━━ ENTRIES SUPPLIED
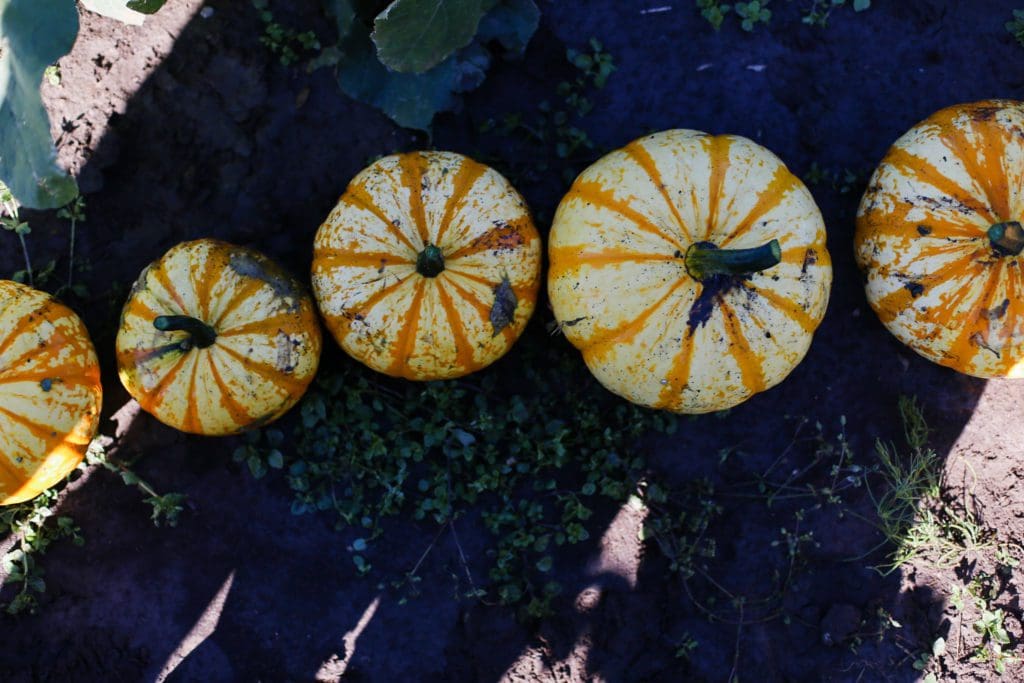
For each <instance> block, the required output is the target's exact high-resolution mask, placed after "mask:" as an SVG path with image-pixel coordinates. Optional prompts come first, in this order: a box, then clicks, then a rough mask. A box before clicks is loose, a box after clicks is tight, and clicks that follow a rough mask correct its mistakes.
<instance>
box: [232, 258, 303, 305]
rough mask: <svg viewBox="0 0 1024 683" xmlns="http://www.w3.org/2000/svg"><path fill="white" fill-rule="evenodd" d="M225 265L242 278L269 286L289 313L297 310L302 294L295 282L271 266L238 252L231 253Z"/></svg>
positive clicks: (267, 264) (265, 263)
mask: <svg viewBox="0 0 1024 683" xmlns="http://www.w3.org/2000/svg"><path fill="white" fill-rule="evenodd" d="M227 265H228V267H230V269H231V270H233V271H234V272H237V273H238V274H239V275H242V276H243V278H253V279H254V280H259V281H260V282H263V283H266V284H267V285H269V286H270V289H272V290H273V293H274V294H275V295H278V296H279V297H281V298H282V299H285V300H286V301H287V302H288V303H287V309H288V310H289V311H292V312H294V311H296V310H298V309H299V306H300V301H301V300H302V293H301V292H300V291H299V289H298V286H297V285H296V283H295V281H293V280H292V279H291V278H289V276H288V275H286V274H285V273H284V272H282V271H280V270H279V269H278V268H276V267H274V266H273V264H271V263H269V262H268V261H265V260H263V259H260V258H257V257H255V256H253V255H252V254H249V253H246V252H242V251H238V252H233V253H231V256H230V258H229V259H228V262H227Z"/></svg>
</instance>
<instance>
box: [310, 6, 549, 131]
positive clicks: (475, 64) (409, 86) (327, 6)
mask: <svg viewBox="0 0 1024 683" xmlns="http://www.w3.org/2000/svg"><path fill="white" fill-rule="evenodd" d="M380 4H381V3H365V2H361V3H360V2H355V1H354V0H327V2H326V9H327V11H328V12H329V13H330V14H332V15H333V16H334V17H335V19H336V26H337V27H338V44H337V45H336V46H333V47H331V48H328V49H327V50H325V52H324V54H323V55H322V56H321V58H319V59H317V60H316V62H315V65H316V66H326V65H331V66H334V67H335V68H336V70H337V76H338V83H339V84H340V85H341V89H342V90H343V91H344V92H345V93H346V94H347V95H349V96H350V97H353V98H355V99H358V100H360V101H364V102H367V103H368V104H372V105H373V106H376V108H377V109H380V110H381V111H383V112H384V113H385V114H386V115H387V116H388V117H389V118H391V120H393V121H394V122H395V123H397V124H398V125H400V126H403V127H406V128H417V129H420V130H424V131H426V130H429V128H430V124H431V122H432V121H433V117H434V115H435V114H437V113H438V112H444V111H450V110H453V109H455V108H456V106H458V104H459V101H460V99H459V95H460V94H461V93H464V92H468V91H470V90H472V89H474V88H476V87H477V86H479V85H480V84H481V83H482V82H483V78H484V76H485V74H486V71H487V69H488V68H489V66H490V61H492V59H493V57H494V53H493V49H494V46H495V45H498V46H501V49H502V50H503V51H504V52H505V53H506V54H507V55H510V56H516V55H519V54H521V53H522V51H523V50H524V49H525V47H526V43H527V42H528V41H529V38H530V36H532V35H534V32H535V31H536V30H537V26H538V24H539V22H540V10H539V9H538V7H537V4H536V3H535V2H534V0H457V1H456V2H444V3H439V2H438V0H395V1H394V2H391V3H389V4H387V5H385V6H384V7H383V8H381V7H380Z"/></svg>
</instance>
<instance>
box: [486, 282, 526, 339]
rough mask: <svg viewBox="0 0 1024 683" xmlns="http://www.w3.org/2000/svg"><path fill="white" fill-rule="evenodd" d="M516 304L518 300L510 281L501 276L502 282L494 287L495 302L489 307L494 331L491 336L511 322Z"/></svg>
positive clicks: (491, 320)
mask: <svg viewBox="0 0 1024 683" xmlns="http://www.w3.org/2000/svg"><path fill="white" fill-rule="evenodd" d="M518 305H519V300H518V299H516V296H515V292H513V291H512V283H510V282H509V279H508V278H507V276H506V278H502V282H501V283H499V285H498V286H497V287H495V303H494V305H493V306H492V307H490V315H489V317H490V327H492V328H494V331H495V332H494V334H493V335H492V337H497V336H498V335H499V334H501V332H502V330H504V329H505V328H507V327H508V326H509V325H511V324H512V321H513V319H515V309H516V307H517V306H518Z"/></svg>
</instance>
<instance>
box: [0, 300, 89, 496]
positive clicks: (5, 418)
mask: <svg viewBox="0 0 1024 683" xmlns="http://www.w3.org/2000/svg"><path fill="white" fill-rule="evenodd" d="M102 396H103V392H102V388H101V387H100V384H99V364H98V362H97V360H96V352H95V350H93V348H92V342H91V341H89V333H88V332H87V331H86V329H85V326H84V325H83V324H82V321H81V319H79V317H78V315H76V314H75V313H74V312H73V311H72V310H71V309H70V308H68V307H67V306H65V305H62V304H60V303H58V302H57V301H56V300H55V299H53V298H52V297H51V296H50V295H48V294H44V293H43V292H39V291H37V290H34V289H32V288H30V287H26V286H25V285H19V284H17V283H12V282H9V281H0V505H11V504H13V503H20V502H23V501H27V500H30V499H32V498H35V497H36V496H38V495H39V494H41V493H42V492H44V490H46V489H47V488H49V487H50V486H52V485H53V484H55V483H57V482H58V481H60V479H62V478H63V477H66V476H67V475H68V474H70V473H71V472H72V470H74V469H75V467H76V466H77V465H78V464H79V463H80V462H82V458H83V457H84V456H85V451H86V449H87V447H88V446H89V441H91V440H92V437H93V436H95V434H96V428H97V426H98V425H99V409H100V404H101V403H102Z"/></svg>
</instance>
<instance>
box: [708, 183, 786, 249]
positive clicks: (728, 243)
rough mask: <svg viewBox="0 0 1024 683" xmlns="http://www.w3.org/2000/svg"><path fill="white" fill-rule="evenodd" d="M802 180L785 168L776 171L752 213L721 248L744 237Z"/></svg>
mask: <svg viewBox="0 0 1024 683" xmlns="http://www.w3.org/2000/svg"><path fill="white" fill-rule="evenodd" d="M799 183H800V180H798V179H797V176H795V175H794V174H793V173H790V171H787V170H786V169H785V167H783V166H779V167H778V168H776V169H775V173H774V175H772V178H771V182H769V183H768V185H767V186H766V187H765V188H764V189H762V190H761V191H760V193H759V194H758V201H757V202H756V203H755V204H754V206H753V207H752V208H751V210H750V211H748V212H746V216H744V217H743V219H742V220H740V221H739V222H738V223H737V224H736V226H735V227H733V228H732V230H730V231H729V234H727V236H726V237H725V239H723V240H722V241H721V243H720V244H719V247H724V246H726V245H728V244H729V243H730V242H732V241H733V240H735V239H736V238H738V237H740V236H742V234H743V233H744V232H746V231H748V230H750V229H751V227H753V226H754V224H755V223H756V222H757V220H758V219H759V218H761V216H763V215H765V214H766V213H768V212H769V211H771V210H772V209H773V208H775V207H776V206H778V205H779V204H780V203H781V202H782V200H783V199H785V196H786V195H788V194H790V193H791V191H792V190H794V189H796V188H797V186H798V184H799Z"/></svg>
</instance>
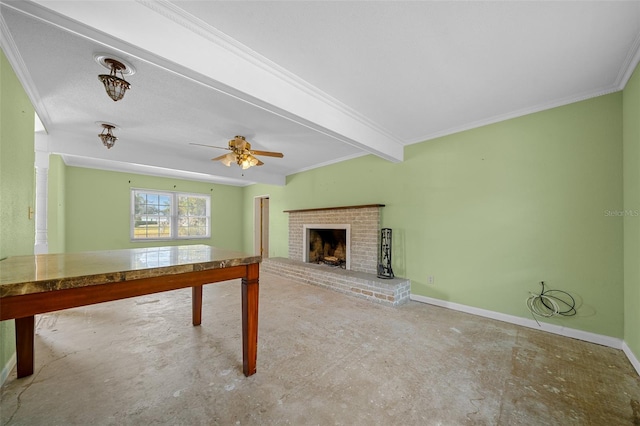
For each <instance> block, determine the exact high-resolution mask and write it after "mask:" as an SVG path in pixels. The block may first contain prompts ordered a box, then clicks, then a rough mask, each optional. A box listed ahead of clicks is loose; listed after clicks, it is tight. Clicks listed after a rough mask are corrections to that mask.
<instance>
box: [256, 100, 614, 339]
mask: <svg viewBox="0 0 640 426" xmlns="http://www.w3.org/2000/svg"><path fill="white" fill-rule="evenodd" d="M265 194H268V195H269V196H270V231H271V234H270V235H271V237H270V241H271V242H270V253H271V256H283V257H286V256H287V255H288V247H287V246H288V241H287V238H288V237H287V227H288V218H287V214H286V213H283V212H282V211H283V210H287V209H300V208H311V207H328V206H341V205H357V204H371V203H381V204H385V205H386V207H384V208H382V226H384V227H389V228H392V229H393V268H394V272H395V273H396V275H398V276H404V277H407V278H409V279H411V282H412V289H411V291H412V293H413V294H416V295H422V296H427V297H433V298H437V299H441V300H446V301H451V302H456V303H461V304H464V305H469V306H475V307H479V308H483V309H488V310H491V311H496V312H502V313H505V314H510V315H516V316H520V317H527V318H531V315H530V313H529V312H528V310H527V308H526V306H525V299H526V297H527V296H528V295H529V292H530V291H532V292H537V291H539V290H540V285H539V282H540V281H542V280H544V281H545V282H547V283H548V285H549V286H550V287H553V288H555V289H561V290H565V291H568V292H570V293H572V294H573V295H575V297H576V298H577V299H578V300H579V303H580V306H579V314H578V315H577V316H576V317H572V318H554V319H550V320H549V322H551V323H556V324H560V325H563V326H567V327H571V328H575V329H581V330H586V331H590V332H593V333H599V334H604V335H608V336H613V337H617V338H622V337H623V329H624V328H623V312H622V306H623V272H622V270H623V262H622V259H623V254H622V249H623V220H622V218H621V217H617V216H611V215H610V214H608V213H607V212H608V211H616V210H620V209H622V205H623V203H622V93H614V94H611V95H607V96H602V97H598V98H595V99H590V100H587V101H583V102H579V103H575V104H571V105H568V106H563V107H559V108H555V109H551V110H547V111H543V112H539V113H536V114H531V115H527V116H524V117H520V118H516V119H512V120H508V121H504V122H501V123H497V124H493V125H489V126H485V127H481V128H477V129H474V130H469V131H466V132H461V133H457V134H454V135H450V136H446V137H442V138H438V139H435V140H431V141H427V142H423V143H420V144H415V145H411V146H408V147H407V148H406V149H405V161H404V162H403V163H400V164H394V163H390V162H387V161H384V160H381V159H379V158H377V157H373V156H366V157H361V158H357V159H354V160H350V161H346V162H342V163H338V164H335V165H331V166H327V167H322V168H319V169H315V170H311V171H308V172H304V173H299V174H296V175H292V176H289V178H288V179H287V185H286V186H285V187H284V188H278V187H272V186H267V185H255V186H252V187H248V188H245V211H246V212H247V214H246V215H245V228H246V229H252V214H248V213H249V212H252V208H251V207H250V206H251V205H252V200H253V197H254V196H256V195H265ZM244 244H245V250H250V249H251V247H252V240H251V236H250V235H245V241H244ZM429 276H433V277H434V283H433V284H428V277H429Z"/></svg>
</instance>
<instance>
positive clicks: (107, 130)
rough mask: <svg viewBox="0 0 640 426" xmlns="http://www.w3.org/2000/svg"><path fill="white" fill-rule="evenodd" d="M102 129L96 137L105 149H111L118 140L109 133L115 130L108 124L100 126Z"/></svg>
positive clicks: (114, 126)
mask: <svg viewBox="0 0 640 426" xmlns="http://www.w3.org/2000/svg"><path fill="white" fill-rule="evenodd" d="M102 127H103V130H102V133H100V134H99V135H98V137H99V138H100V140H101V141H102V144H103V145H104V146H106V147H107V149H111V148H112V147H113V145H115V143H116V141H117V140H118V138H117V137H115V136H114V135H113V133H112V132H111V131H112V130H113V129H114V128H115V126H112V125H110V124H102Z"/></svg>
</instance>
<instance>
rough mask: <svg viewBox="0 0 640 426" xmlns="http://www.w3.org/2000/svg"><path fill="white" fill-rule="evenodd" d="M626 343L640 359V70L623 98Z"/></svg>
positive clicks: (635, 75)
mask: <svg viewBox="0 0 640 426" xmlns="http://www.w3.org/2000/svg"><path fill="white" fill-rule="evenodd" d="M623 129H624V130H623V132H624V216H623V218H624V219H623V220H624V341H625V342H626V344H627V345H628V346H629V348H630V349H631V351H632V352H633V353H634V354H635V356H636V358H637V359H640V217H639V216H638V215H639V214H640V66H638V67H637V68H636V70H635V73H634V74H633V76H632V77H631V80H629V82H628V83H627V86H626V87H625V89H624V94H623Z"/></svg>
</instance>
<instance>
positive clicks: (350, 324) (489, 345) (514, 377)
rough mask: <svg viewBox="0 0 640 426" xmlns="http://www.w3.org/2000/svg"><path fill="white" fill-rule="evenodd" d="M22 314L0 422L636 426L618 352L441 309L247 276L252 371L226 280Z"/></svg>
mask: <svg viewBox="0 0 640 426" xmlns="http://www.w3.org/2000/svg"><path fill="white" fill-rule="evenodd" d="M190 296H191V294H190V291H189V290H185V291H182V290H181V291H175V292H171V293H163V294H159V295H151V296H146V297H141V298H136V299H128V300H122V301H118V302H111V303H105V304H101V305H94V306H90V307H85V308H78V309H71V310H67V311H62V312H57V313H52V314H47V315H41V316H38V317H37V332H36V333H37V334H36V343H35V344H36V372H35V374H34V375H33V376H30V377H27V378H24V379H16V376H15V371H14V372H13V373H12V375H11V376H10V377H9V378H8V380H7V382H6V383H5V385H4V386H3V387H2V399H1V410H0V411H1V414H0V419H1V421H2V424H3V425H5V424H11V425H45V424H46V425H116V424H117V425H126V424H135V425H138V424H145V425H150V424H172V425H217V424H220V425H258V424H259V425H263V424H267V425H270V424H283V425H285V424H291V425H308V424H316V425H331V424H335V425H378V424H379V425H467V424H469V425H638V424H640V404H639V402H638V401H640V378H639V377H638V375H637V373H636V372H635V370H634V369H633V367H632V366H631V364H630V362H629V361H628V360H627V358H626V357H625V355H624V353H623V352H622V351H619V350H615V349H611V348H607V347H603V346H598V345H594V344H590V343H585V342H582V341H578V340H573V339H569V338H563V337H558V336H554V335H551V334H548V333H545V332H541V331H538V330H531V329H527V328H522V327H518V326H515V325H510V324H506V323H501V322H498V321H493V320H488V319H484V318H481V317H475V316H472V315H468V314H464V313H459V312H454V311H450V310H446V309H443V308H438V307H434V306H430V305H425V304H421V303H417V302H409V303H408V304H406V305H403V306H401V307H396V308H393V307H385V306H379V305H375V304H372V303H370V302H367V301H363V300H360V299H356V298H353V297H349V296H345V295H343V294H340V293H336V292H332V291H329V290H326V289H323V288H319V287H315V286H311V285H305V284H298V283H296V282H294V281H291V280H288V279H282V278H279V277H276V276H274V275H270V274H262V276H261V287H260V328H259V337H258V339H259V347H258V372H257V374H255V375H254V376H252V377H249V378H246V377H244V376H243V375H242V351H241V338H240V337H241V324H240V286H239V281H230V282H225V283H220V284H214V285H209V286H208V287H205V291H204V309H203V321H202V326H200V327H193V326H191V299H190Z"/></svg>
━━━━
> [TASK STATEMENT]:
Write out the items exactly as they appear, from the beginning through the line that contains "box: [232, 258, 303, 305]", with both ends included. Leave the pictures out.

> [RESULT FOR THIS TASK]:
For each <instance> block, the required output is the target's exact high-resolution mask, placed after "mask:" as an SVG path with image-pixel coordinates. Optional prompts come first, in this order: a box, then clicks, then a rough mask. A box before clicks is loose, a box after clicks is tight, and clicks that follow a rough mask correct its mistakes.
<instance>
box: [232, 258, 303, 305]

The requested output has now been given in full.